■ 課題の指示 ■
バイアグラについての解説文のうち、「日本大百科全書(ニッポニカ) 「バイアグラ」の意味・わかりやすい解説」から「また医療保険は適用されない。」までを一字一句違えずに書き写しなさい。

■ 本文抜粋 ■
日本大百科全書(ニッポニカ) 「バイアグラ」の意味・わかりやすい解説
バイアグラ
ばいあぐら
Viagra
アメリカのファイザー社が1998年発売した性的不能治療薬の商品名。3か月で300億円と史上最高の売上げを記録、わずか1年足らずで約50か国で認可された。もともとは心臓病薬として開発されたが、男性のペニスの勃起(ぼっき)作用が注目され、生活改善薬に転換した。バイアグラは、ペニスの血流をおさえる酵素のはたらきをおさえ、ペニスの血管を拡張する。しかし勃起効果の半面、ニトログリセリンなど心臓病薬との併用者が死亡するなど副作用による事故もおこっており、問題視する声もある。また、医療費の高騰をまねくと、アメリカの民間医療保険会社やHMO(会員制健康保険団体)が保険での支払いを拒否する動きが広がっている。日本の薬事法(現、医薬品医療機器等法)では、外国の薬を自分が使う1か月分程度購入することは禁じていないため、個人輸入の横行や、代行業者が輸入販売を行うといった事態が生じ、問題視した厚生省(現、厚生労働省)は1999年(平成11)1月に医療用医薬品として承認、同年3月より国内販売が開始された。服用には医師の処方箋(しょほうせん)が必要であり、また医療保険は適用されない。

■ 提供資料 ■
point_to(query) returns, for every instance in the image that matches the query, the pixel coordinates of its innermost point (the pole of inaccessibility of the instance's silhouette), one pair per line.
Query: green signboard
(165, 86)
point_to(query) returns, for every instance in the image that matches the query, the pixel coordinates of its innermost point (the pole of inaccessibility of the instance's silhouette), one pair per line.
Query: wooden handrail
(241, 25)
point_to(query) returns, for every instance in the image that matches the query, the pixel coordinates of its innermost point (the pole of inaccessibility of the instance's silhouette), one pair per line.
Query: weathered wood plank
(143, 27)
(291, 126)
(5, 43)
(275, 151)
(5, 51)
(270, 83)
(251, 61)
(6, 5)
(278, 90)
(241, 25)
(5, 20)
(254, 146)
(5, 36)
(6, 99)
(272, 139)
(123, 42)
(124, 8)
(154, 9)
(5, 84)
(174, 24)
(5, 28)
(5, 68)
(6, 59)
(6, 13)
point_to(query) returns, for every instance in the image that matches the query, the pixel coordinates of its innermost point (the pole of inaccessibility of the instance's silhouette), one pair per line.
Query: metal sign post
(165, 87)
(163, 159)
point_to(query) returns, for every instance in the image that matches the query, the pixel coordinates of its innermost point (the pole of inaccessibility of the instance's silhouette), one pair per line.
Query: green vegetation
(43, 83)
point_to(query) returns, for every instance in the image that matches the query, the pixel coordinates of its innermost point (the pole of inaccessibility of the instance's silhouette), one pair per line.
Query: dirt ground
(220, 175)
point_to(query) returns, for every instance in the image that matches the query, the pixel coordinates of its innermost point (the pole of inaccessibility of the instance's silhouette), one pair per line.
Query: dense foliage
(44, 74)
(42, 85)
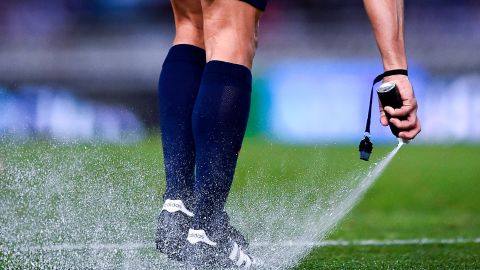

■ 解答例 ■
日本大百科全書(ニッポニカ) 「バイアグラ」の意味・わかりやすい解説
バイアグラ
ばいあぐら
Viagra
アメリカのファイザー社が1998年発売した性的不能治療薬の商品名。3か月で300億円と史上最高の売上げを記録、わずか1年足らずで約50か国で認可された。もともとは心臓病薬として開発されたが、男性のペニスの勃起(ぼっき)作用が注目され、生活改善薬に転換した。バイアグラは、ペニスの血流をおさえる酵素のはたらきをおさえ、ペニスの血管を拡張する。しかし勃起効果の半面、ニトログリセリンなど心臓病薬との併用者が死亡するなど副作用による事故もおこっており、問題視する声もある。また、医療費の高騰をまねくと、アメリカの民間医療保険会社やHMO(会員制健康保険団体)が保険での支払いを拒否する動きが広がっている。日本の薬事法(現、医薬品医療機器等法)では、外国の薬を自分が使う1か月分程度購入することは禁じていないため、個人輸入の横行や、代行業者が輸入販売を行うといった事態が生じ、問題視した厚生省(現、厚生労働省)は1999年(平成11)1月に医療用医薬品として承認、同年3月より国内販売が開始された。服用には医師の処方箋(しょほうせん)が必要であり、また医療保険は適用されない。